───── Reading passage
= Dielectric wall accelerator =

Patent sketch for the DWA

A dielectric wall accelerator (DWA) is a compact linear particle accelerator concept designed and patented in the late 1990s, that works by inducing a travelling electromagnetic wave in a tube which is constructed mostly from a dielectric material. The main conceptual difference to a conventional disk-loaded linac system is given by the additional dielectric wall and the coupler construction.

Possible uses of this concept include its application in external beam radiotherapy (EBRT) using protons or ions.

==Operation==

An external alternating-current power supply provides an electromagnetic wave that is transmitted to the accelerator tube using a waveguide. The power supply is switched on only a very short time (pulsed operation).
──────────
• To do:
A. According to the dielectric wall accelerator passage, when was the concept designed and patented?
B. Return the portion of the dielectric wall accelerator passage starting with "A dielectric wall" and going on through "time (pulsed operation).", copied without any changes.
───── Records shown
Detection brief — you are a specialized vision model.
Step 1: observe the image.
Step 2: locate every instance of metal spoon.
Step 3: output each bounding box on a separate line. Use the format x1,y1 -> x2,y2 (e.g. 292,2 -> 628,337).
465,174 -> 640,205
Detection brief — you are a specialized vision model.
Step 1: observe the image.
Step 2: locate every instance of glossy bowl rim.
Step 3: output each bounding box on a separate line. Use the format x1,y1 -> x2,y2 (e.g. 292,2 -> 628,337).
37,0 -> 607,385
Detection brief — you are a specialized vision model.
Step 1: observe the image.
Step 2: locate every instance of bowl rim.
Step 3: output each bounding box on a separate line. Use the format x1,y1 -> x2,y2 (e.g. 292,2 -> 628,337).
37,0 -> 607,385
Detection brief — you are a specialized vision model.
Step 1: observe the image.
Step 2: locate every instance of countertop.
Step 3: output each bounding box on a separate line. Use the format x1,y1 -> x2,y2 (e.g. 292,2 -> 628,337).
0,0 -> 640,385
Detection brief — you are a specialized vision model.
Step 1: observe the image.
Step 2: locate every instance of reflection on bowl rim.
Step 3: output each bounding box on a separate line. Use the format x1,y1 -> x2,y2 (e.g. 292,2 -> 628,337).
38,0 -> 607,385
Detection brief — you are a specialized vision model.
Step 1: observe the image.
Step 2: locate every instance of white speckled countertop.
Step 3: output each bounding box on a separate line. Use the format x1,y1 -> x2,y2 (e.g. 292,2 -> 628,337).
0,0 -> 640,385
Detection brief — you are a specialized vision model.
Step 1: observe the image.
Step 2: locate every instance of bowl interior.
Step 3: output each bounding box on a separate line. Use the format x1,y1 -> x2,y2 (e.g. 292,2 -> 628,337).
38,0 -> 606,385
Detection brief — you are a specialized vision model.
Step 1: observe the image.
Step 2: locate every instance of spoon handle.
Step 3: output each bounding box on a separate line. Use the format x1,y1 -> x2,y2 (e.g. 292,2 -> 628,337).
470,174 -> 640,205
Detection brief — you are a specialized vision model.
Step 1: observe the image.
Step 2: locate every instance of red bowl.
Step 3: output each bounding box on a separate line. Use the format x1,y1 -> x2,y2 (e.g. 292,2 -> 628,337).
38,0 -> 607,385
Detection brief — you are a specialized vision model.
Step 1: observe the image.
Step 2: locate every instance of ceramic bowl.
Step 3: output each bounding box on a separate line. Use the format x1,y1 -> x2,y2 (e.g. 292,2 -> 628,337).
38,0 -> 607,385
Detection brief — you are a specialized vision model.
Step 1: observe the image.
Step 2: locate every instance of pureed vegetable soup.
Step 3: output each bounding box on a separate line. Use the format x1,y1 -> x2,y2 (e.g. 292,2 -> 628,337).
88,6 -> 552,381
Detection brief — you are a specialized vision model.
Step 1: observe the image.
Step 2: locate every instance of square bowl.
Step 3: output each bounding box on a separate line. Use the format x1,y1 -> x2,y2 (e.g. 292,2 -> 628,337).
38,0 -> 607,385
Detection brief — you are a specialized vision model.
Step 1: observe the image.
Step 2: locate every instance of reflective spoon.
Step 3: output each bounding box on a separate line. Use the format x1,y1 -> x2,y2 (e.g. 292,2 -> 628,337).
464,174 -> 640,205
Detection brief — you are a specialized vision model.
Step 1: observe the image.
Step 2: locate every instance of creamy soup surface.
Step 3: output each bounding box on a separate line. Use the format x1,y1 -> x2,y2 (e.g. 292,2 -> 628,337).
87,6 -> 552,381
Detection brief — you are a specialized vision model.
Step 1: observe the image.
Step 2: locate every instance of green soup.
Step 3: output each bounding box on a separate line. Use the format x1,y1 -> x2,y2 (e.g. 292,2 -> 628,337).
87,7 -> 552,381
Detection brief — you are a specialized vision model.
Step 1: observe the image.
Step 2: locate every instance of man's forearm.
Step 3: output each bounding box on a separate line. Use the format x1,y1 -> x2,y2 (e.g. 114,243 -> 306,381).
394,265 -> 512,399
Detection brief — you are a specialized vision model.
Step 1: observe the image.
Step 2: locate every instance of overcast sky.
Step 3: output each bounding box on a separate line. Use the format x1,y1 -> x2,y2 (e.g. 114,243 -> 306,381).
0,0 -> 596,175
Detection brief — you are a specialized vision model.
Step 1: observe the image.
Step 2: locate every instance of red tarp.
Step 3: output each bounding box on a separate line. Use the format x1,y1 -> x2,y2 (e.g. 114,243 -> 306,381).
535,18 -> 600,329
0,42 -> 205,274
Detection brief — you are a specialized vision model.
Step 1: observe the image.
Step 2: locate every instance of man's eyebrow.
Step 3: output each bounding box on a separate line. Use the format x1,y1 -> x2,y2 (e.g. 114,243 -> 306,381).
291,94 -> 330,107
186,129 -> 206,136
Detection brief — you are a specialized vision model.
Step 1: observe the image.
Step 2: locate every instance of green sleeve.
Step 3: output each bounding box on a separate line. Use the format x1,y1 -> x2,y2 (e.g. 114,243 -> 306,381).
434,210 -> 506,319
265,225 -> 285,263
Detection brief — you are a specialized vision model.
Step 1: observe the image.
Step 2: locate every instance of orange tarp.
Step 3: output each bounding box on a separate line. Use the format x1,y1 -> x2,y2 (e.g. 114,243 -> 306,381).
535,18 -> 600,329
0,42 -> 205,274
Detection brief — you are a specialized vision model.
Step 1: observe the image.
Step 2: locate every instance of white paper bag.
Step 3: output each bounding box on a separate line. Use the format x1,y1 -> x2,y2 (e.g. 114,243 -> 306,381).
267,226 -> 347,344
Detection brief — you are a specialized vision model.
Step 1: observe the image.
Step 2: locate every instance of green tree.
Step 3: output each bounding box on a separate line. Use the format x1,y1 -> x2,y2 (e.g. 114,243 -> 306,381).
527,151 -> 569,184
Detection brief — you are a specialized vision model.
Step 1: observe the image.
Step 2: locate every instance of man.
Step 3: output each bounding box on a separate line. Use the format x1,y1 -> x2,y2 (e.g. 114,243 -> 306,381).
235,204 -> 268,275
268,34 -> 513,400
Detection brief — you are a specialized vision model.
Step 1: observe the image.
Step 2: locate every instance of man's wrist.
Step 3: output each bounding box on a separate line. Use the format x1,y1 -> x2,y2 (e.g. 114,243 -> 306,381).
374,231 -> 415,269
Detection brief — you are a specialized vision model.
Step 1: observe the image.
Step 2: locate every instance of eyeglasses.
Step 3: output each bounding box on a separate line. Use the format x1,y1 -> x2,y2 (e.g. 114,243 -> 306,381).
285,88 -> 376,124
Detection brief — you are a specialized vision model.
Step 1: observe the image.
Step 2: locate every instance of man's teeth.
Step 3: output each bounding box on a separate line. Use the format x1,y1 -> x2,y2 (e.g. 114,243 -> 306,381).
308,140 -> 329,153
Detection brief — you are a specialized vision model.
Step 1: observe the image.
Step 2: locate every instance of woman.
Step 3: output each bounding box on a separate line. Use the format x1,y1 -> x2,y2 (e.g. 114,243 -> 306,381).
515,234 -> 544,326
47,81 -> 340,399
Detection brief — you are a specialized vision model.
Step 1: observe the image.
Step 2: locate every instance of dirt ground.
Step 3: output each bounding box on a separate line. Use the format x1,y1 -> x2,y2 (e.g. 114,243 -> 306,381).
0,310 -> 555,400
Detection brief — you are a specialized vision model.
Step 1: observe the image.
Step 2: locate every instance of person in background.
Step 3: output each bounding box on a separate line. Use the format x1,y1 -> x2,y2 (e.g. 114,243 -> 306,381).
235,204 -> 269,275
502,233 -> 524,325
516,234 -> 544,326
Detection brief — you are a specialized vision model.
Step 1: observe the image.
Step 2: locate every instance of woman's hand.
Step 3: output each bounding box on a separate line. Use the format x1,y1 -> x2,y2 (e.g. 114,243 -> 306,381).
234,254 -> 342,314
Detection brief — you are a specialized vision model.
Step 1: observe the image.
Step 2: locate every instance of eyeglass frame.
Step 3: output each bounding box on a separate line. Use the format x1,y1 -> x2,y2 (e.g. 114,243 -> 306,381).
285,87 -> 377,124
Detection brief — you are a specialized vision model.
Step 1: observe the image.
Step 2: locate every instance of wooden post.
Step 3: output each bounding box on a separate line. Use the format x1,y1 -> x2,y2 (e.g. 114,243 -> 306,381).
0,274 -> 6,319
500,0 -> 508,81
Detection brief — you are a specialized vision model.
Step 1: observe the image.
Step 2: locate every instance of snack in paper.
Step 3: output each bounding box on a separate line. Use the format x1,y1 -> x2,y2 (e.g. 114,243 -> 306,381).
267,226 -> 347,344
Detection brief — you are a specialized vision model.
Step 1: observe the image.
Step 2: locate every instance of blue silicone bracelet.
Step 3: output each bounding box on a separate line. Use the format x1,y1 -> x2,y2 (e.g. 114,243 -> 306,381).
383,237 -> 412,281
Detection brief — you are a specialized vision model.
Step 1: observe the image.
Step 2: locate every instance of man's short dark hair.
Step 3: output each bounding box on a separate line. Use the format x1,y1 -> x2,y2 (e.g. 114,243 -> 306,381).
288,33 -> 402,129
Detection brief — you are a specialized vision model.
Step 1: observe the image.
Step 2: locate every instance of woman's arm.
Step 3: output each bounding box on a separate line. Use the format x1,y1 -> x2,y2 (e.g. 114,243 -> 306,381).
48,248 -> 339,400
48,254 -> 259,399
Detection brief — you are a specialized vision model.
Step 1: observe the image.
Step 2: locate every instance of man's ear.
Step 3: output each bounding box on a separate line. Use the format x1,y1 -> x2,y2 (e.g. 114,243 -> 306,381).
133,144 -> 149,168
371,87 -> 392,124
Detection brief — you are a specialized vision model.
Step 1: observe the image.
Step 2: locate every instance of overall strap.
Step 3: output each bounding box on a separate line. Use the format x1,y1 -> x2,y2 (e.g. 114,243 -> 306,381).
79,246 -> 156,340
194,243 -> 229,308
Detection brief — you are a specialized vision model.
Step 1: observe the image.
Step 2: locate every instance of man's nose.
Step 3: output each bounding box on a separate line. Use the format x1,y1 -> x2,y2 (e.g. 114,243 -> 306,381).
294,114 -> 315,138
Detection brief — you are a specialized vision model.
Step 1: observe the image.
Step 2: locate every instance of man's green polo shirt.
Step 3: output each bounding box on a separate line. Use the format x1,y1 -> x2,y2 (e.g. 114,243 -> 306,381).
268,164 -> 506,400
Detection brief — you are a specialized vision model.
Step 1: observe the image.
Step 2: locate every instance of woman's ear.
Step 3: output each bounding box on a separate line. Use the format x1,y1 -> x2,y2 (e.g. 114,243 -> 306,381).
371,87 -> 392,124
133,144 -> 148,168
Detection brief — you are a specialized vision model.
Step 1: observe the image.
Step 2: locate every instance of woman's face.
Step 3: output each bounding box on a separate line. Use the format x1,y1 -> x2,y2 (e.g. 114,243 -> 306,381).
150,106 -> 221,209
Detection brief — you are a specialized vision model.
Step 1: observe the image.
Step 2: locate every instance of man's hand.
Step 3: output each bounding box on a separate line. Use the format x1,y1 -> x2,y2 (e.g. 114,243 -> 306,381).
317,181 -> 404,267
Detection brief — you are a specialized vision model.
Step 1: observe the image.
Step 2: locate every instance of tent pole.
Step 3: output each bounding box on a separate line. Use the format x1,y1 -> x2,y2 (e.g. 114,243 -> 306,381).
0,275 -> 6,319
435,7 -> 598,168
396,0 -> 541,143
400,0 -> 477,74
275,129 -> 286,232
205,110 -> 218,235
──────────
• Results by task:
A. In the late 1990s.

B.
A dielectric wall accelerator (DWA) is a compact linear particle accelerator concept designed and patented in the late 1990s, that works by inducing a travelling electromagnetic wave in a tube which is constructed mostly from a dielectric material. The main conceptual difference to a conventional disk-loaded linac system is given by the additional dielectric wall and the coupler construction.

Possible uses of this concept include its application in external beam radiotherapy (EBRT) using protons or ions.

==Operation==

An external alternating-current power supply provides an electromagnetic wave that is transmitted to the accelerator tube using a waveguide. The power supply is switched on only a very short time (pulsed operation).